── TEXT SECTION ──

According to Oliver Wyman’s report, “Digital Transformation of the Finance Function,” finance is well-placed to make the move from financial advisor to the owner of an analytical hub, empowering the business with real-time data and actionable insights. In addition, the emergence of automation is driving down the cost of delivering comprehensive insights back to the business, leading to increased expectations of what finance could and should deliver.
Below, we look at five steps finance can take as it moves toward becoming a decision-ready organization.
Evolve Data Ownership, Experience, and Control
Any report that requires IT resources or input represents a potential delay. That can hold up decision making and lead to a host of potential problems for finance and its stakeholders. Legacy systems handed the governance and management of data to IT by default. That’s just how things work in the on-premise world. Today, data ownership needs to be managed by those closest to the business. These teams, including finance, must be empowered to own the definition, implementation, and maintenance of critical components such as the financial data model, accounting rules, mappings, calculations, and metrics. Decision-ready organizations must be agile; they must have data at their fingertips in order to make fast calls based on the latest information.

───
── RECORDS SUPPLIED ──

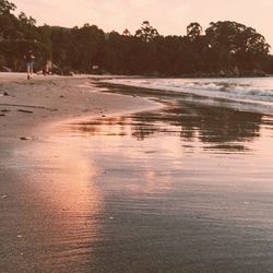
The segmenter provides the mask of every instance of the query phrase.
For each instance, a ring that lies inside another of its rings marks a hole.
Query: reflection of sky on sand
[[[81,145],[75,139],[50,138],[15,151],[15,169],[24,174],[32,194],[24,201],[27,210],[20,227],[26,261],[29,245],[37,248],[34,260],[27,261],[32,265],[37,262],[49,271],[79,268],[90,260],[88,246],[99,238],[96,217],[103,203],[93,183],[97,170]]]
[[[271,122],[183,106],[66,123],[26,143],[17,167],[46,223],[36,232],[51,249],[45,263],[74,272],[180,272],[181,262],[202,272],[215,259],[221,272],[236,272],[230,261],[254,266],[257,253],[273,251],[264,246],[273,240]]]

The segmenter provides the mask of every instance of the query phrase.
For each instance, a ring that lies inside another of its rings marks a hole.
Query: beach
[[[98,80],[0,74],[0,272],[272,272],[272,116]]]

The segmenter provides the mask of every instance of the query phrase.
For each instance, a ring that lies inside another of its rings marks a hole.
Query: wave
[[[253,104],[273,114],[273,78],[254,79],[111,79],[108,83]],[[251,108],[251,110],[253,110]]]

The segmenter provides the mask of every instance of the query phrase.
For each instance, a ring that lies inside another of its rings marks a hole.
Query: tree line
[[[24,71],[23,56],[36,55],[60,71],[140,75],[262,75],[273,73],[270,45],[254,28],[232,21],[194,22],[187,35],[163,36],[149,21],[134,34],[105,33],[96,25],[36,26],[36,21],[8,0],[0,0],[0,70]]]

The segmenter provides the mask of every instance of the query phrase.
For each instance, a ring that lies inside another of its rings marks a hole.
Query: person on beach
[[[24,56],[24,59],[26,61],[27,80],[31,80],[33,79],[33,67],[34,67],[34,60],[35,60],[33,50],[28,50],[28,52]]]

───

_PROBLEM STATEMENT_. In the passage on finance transformation, starting at "According to Oliver" and ending at "and should deliver.", reproduce the wording with "financial advisor" swapped for "financial consultant". The records above are separate material and are unrelated to the passage on finance transformation.

_WRITTEN REPLY_.
According to Oliver Wyman’s report, “Digital Transformation of the Finance Function,” finance is well-placed to make the move from financial consultant to the owner of an analytical hub, empowering the business with real-time data and actionable insights. In addition, the emergence of automation is driving down the cost of delivering comprehensive insights back to the business, leading to increased expectations of what finance could and should deliver.